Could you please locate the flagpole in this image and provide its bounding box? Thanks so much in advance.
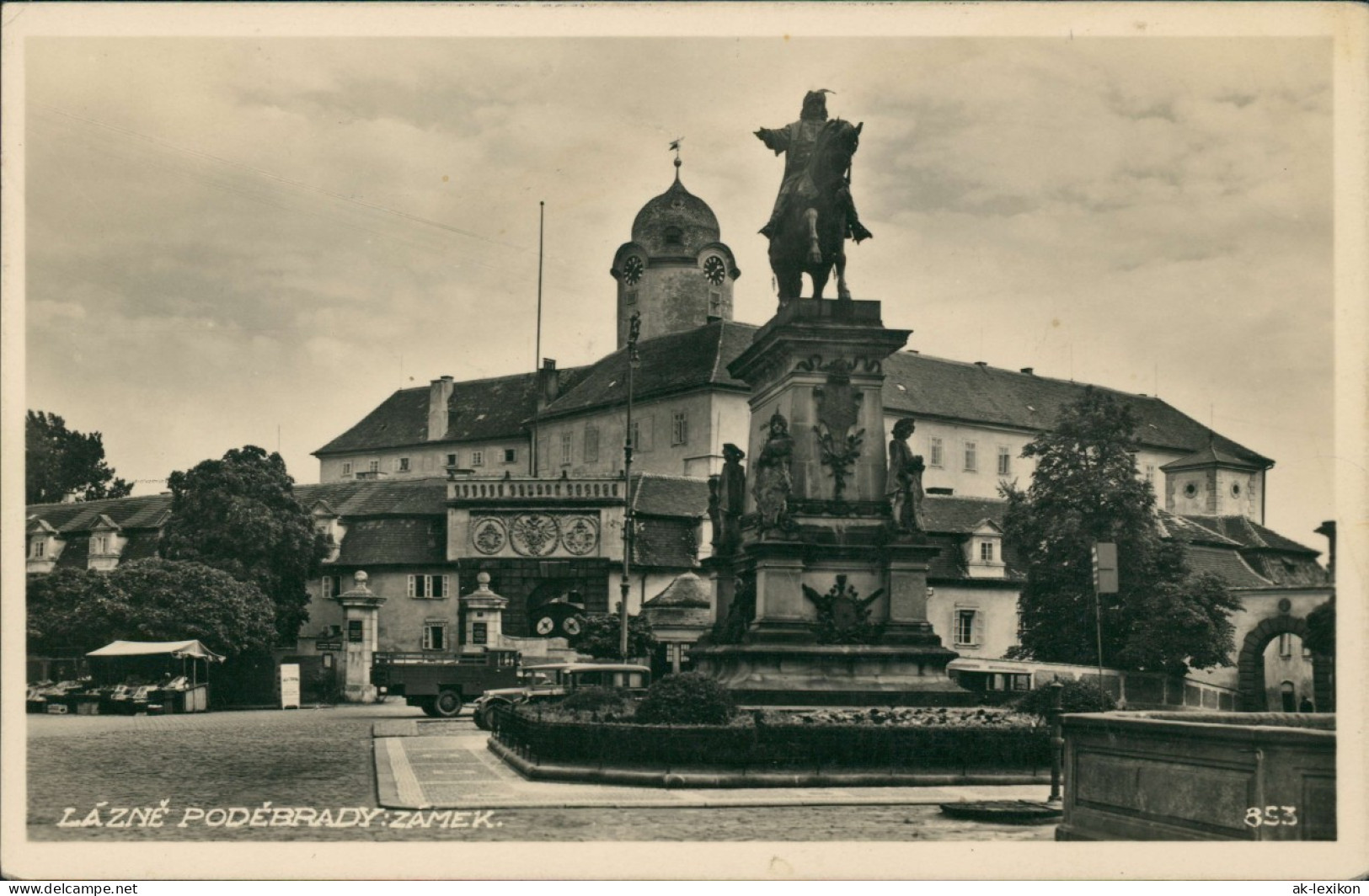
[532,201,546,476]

==

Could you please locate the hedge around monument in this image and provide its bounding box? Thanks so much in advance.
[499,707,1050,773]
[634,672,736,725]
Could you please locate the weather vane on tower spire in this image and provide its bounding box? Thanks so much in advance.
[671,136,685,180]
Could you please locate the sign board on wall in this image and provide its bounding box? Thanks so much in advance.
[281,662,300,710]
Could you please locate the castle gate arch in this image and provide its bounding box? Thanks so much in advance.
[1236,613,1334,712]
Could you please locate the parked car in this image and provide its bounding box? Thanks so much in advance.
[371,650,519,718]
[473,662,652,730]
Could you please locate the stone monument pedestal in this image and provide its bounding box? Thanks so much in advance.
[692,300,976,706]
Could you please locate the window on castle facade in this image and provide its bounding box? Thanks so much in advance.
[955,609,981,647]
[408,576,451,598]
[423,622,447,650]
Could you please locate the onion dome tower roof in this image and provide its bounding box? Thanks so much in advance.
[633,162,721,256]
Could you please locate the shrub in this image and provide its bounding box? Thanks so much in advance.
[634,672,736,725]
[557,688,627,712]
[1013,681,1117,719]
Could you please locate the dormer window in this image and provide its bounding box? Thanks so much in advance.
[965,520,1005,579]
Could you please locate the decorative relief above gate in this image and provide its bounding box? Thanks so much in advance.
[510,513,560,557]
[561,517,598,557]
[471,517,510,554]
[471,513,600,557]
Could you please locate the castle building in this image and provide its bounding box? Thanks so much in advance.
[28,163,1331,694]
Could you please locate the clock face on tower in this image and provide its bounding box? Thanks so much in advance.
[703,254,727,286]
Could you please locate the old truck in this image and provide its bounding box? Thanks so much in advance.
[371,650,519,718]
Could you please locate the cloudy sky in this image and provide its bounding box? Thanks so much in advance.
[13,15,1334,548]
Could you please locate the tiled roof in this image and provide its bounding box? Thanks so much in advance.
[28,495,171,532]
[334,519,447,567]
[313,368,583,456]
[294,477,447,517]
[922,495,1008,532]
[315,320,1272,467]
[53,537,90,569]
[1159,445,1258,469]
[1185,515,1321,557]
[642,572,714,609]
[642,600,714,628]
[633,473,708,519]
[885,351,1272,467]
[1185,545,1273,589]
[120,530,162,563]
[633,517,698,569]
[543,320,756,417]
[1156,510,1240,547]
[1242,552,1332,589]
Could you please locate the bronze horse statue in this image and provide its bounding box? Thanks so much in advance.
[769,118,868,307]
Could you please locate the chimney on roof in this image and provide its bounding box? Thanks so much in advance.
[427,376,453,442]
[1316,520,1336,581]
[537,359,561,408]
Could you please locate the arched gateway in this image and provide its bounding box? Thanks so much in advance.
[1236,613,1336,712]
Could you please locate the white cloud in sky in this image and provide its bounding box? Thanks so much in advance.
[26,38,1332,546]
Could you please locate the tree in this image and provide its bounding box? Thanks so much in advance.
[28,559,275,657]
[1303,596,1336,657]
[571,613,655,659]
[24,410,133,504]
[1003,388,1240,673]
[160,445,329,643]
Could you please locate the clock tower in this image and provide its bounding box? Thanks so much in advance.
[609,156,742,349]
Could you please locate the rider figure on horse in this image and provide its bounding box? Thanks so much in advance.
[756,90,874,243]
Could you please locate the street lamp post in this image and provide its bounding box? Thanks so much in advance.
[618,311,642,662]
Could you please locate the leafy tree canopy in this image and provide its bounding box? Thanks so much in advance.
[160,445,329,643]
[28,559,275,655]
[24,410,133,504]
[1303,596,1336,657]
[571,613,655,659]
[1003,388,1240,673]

---

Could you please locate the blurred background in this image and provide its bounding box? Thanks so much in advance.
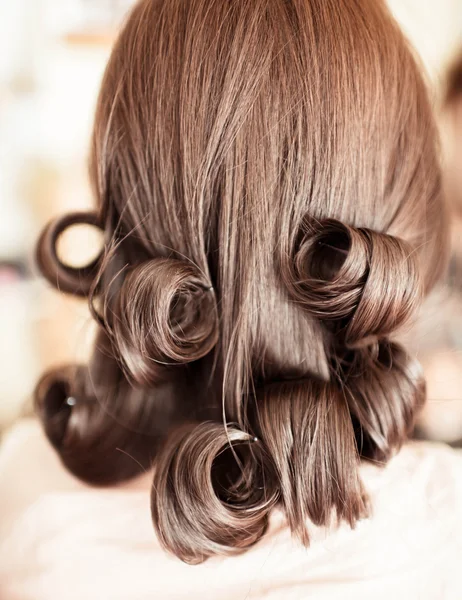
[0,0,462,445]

ÉNONCÉ ÉCRIT:
Reproduisez telles quelles les lignes des entrées, depuis celle qui contient « Could you please locate the stone » jusqu'à celle qui contient « [423,622,447,650] », cette dernière comprise.

RÉSULTAT:
Could you please locate the stone monument pedestal in this image and provide its bounding box? Thanks so much in advance.
[692,300,976,706]
Could you please locate the window on castle facade in this image and provide its bounding box? Thanks so much in advance.
[955,609,981,647]
[408,576,451,598]
[423,622,447,650]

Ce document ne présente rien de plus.